— What is asked —
Return every line of the records that contains the string "rock", matching case exactly.

— Data to process —
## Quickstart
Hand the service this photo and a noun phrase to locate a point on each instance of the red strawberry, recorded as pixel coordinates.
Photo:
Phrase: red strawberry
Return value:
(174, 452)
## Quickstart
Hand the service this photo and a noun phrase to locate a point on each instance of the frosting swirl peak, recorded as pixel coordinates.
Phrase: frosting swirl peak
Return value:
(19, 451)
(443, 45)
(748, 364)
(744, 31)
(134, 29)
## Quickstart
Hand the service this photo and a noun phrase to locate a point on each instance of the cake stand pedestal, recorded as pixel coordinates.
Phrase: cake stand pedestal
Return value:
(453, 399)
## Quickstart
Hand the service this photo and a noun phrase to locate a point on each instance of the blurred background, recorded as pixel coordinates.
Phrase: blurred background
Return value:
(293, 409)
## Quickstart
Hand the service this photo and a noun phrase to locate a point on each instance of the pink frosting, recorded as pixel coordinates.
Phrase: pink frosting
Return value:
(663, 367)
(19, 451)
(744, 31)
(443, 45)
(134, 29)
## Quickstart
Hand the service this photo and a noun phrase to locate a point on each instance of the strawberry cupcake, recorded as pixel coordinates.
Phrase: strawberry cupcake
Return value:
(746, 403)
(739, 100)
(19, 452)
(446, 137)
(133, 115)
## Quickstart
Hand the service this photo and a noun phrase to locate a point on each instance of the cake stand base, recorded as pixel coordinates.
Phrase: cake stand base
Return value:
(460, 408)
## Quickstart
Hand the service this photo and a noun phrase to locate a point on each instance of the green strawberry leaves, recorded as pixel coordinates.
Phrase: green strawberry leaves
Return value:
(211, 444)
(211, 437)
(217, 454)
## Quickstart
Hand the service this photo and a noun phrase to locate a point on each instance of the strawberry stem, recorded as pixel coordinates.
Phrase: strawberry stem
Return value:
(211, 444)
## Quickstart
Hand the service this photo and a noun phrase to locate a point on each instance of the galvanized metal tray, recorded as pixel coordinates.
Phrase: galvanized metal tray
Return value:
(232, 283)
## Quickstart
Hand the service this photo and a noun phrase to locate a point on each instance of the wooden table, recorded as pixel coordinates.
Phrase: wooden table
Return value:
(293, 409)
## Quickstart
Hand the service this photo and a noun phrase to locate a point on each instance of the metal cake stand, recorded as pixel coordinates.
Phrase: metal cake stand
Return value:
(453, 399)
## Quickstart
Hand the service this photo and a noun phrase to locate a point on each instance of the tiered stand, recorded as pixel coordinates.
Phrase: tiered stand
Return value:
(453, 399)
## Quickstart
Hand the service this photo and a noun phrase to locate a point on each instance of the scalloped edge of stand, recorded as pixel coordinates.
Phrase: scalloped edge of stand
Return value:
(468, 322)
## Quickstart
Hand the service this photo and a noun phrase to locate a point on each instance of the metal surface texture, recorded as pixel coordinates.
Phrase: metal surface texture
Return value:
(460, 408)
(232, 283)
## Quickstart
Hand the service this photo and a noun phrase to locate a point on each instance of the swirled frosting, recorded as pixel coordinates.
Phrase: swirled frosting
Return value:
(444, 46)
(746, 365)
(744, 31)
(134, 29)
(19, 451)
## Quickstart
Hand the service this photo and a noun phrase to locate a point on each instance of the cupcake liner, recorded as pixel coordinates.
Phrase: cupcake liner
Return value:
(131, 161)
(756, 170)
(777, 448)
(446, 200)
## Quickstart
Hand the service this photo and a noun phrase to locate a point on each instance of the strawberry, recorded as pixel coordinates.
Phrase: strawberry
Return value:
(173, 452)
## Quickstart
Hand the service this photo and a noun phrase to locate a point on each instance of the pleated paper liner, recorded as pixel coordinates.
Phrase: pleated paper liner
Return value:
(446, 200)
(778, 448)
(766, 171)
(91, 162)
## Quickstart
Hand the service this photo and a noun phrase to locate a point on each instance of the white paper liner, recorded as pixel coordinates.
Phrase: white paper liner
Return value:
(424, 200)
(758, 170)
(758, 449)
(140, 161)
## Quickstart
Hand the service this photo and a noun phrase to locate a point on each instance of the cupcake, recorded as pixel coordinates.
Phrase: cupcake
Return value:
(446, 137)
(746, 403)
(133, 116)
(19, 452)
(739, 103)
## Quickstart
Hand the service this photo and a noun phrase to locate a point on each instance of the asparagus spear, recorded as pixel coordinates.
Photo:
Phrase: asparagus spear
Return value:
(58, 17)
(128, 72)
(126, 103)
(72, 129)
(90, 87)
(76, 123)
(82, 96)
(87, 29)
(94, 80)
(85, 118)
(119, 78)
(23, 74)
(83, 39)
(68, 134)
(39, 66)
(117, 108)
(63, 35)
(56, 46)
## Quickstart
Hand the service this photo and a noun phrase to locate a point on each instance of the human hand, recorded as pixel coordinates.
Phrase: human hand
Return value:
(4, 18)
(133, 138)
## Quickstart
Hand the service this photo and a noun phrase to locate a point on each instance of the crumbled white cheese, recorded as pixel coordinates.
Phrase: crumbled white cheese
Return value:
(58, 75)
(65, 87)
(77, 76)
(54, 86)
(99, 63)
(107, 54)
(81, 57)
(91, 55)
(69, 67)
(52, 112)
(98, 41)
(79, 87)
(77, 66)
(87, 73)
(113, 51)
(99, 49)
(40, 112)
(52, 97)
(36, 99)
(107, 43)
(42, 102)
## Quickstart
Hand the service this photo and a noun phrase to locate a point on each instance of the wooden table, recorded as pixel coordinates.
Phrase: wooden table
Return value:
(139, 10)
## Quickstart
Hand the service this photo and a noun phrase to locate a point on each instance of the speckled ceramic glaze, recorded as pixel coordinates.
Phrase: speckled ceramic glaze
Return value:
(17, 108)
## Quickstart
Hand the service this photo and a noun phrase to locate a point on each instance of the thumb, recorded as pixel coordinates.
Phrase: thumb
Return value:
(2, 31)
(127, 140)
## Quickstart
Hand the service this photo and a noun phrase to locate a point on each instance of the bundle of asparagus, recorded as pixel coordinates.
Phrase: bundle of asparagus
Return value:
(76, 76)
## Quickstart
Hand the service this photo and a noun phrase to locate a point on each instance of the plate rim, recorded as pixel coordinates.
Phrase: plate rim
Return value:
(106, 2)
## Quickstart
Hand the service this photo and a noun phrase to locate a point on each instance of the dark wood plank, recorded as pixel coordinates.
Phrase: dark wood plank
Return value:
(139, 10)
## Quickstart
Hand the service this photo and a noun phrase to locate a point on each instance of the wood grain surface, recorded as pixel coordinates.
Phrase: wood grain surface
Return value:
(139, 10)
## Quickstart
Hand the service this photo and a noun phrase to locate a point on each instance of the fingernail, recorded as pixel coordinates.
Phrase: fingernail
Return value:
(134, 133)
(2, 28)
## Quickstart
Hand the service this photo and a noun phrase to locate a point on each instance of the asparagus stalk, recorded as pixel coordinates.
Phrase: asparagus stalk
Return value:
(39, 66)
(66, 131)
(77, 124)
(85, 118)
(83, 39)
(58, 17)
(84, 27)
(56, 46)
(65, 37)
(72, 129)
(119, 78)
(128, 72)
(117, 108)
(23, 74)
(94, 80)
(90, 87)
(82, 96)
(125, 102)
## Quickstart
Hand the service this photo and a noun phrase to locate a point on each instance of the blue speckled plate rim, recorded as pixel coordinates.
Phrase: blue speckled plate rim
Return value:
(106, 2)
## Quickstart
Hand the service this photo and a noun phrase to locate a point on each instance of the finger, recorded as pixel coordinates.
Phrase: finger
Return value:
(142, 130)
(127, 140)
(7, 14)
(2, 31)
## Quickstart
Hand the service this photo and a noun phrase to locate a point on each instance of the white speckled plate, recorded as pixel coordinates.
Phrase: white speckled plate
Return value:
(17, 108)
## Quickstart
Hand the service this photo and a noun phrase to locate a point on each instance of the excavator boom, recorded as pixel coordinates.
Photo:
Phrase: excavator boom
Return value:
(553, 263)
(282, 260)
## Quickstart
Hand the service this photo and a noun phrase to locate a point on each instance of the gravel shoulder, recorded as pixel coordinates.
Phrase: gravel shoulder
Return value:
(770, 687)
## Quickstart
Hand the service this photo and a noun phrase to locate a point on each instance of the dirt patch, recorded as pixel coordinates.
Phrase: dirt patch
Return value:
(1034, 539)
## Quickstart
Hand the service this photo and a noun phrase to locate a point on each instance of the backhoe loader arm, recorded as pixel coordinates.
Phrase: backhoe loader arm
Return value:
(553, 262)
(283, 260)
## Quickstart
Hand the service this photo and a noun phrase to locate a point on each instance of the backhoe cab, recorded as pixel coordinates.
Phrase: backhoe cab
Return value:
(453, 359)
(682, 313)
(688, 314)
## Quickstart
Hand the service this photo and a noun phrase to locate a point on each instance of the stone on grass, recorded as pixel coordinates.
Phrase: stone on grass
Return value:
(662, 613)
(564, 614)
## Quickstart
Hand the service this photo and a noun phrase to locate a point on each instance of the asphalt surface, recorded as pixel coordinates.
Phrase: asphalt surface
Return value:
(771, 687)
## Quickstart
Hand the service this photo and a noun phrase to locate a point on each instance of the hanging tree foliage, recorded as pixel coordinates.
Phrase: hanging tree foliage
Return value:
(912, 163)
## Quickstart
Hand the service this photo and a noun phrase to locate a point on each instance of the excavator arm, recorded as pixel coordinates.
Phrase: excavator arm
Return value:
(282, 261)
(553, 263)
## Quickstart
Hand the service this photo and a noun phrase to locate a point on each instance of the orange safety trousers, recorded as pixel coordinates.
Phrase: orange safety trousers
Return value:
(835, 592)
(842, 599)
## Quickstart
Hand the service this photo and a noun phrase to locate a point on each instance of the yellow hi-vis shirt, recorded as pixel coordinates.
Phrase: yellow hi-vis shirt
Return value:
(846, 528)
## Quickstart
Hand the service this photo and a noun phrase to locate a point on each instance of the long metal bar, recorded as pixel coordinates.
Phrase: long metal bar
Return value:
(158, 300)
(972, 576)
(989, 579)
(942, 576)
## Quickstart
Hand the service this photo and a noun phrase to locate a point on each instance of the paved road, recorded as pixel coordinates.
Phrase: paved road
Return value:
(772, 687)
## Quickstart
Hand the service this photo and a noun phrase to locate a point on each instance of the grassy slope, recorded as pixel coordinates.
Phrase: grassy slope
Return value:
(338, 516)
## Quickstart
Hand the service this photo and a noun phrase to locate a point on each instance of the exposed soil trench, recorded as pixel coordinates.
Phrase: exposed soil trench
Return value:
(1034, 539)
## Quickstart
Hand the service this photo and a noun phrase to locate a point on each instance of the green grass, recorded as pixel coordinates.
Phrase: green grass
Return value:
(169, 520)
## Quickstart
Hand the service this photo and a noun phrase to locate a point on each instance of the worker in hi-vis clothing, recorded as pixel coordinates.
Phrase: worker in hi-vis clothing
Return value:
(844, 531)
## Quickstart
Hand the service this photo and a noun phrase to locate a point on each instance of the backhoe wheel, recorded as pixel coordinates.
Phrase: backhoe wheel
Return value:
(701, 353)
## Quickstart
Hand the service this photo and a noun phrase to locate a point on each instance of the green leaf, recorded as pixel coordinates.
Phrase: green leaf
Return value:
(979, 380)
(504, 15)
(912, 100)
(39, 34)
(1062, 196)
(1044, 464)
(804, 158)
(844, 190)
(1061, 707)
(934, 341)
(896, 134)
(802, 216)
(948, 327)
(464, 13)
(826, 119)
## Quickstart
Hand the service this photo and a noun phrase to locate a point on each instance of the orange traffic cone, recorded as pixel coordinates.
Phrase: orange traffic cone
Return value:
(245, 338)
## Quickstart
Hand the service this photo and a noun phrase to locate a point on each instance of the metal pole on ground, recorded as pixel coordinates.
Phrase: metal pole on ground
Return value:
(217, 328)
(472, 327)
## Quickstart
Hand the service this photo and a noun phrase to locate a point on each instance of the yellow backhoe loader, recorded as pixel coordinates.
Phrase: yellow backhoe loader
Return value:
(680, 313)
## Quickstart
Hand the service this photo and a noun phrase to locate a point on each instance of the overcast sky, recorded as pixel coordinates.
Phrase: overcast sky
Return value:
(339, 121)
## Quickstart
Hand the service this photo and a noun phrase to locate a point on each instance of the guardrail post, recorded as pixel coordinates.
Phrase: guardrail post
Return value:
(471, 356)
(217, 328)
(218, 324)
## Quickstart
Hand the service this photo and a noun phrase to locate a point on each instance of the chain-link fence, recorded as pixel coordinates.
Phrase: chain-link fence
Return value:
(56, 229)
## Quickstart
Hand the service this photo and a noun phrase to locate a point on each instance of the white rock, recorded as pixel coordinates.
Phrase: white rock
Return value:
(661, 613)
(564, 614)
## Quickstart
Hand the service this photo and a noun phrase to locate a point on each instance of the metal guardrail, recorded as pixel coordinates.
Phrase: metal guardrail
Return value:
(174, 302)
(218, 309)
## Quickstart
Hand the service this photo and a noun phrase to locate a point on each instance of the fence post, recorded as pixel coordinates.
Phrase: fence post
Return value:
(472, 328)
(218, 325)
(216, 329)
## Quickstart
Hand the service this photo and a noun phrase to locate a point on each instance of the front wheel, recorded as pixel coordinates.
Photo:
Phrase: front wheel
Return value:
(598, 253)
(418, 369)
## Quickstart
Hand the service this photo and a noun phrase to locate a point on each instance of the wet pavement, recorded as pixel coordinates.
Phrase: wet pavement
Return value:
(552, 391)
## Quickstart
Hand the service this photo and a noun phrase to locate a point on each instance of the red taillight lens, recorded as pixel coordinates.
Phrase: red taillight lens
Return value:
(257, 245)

— Expected output —
Hand the service this photo and a noun phrase to locate a point on each instance of the white rock, recorded as pixel coordinates.
Phrase: white rock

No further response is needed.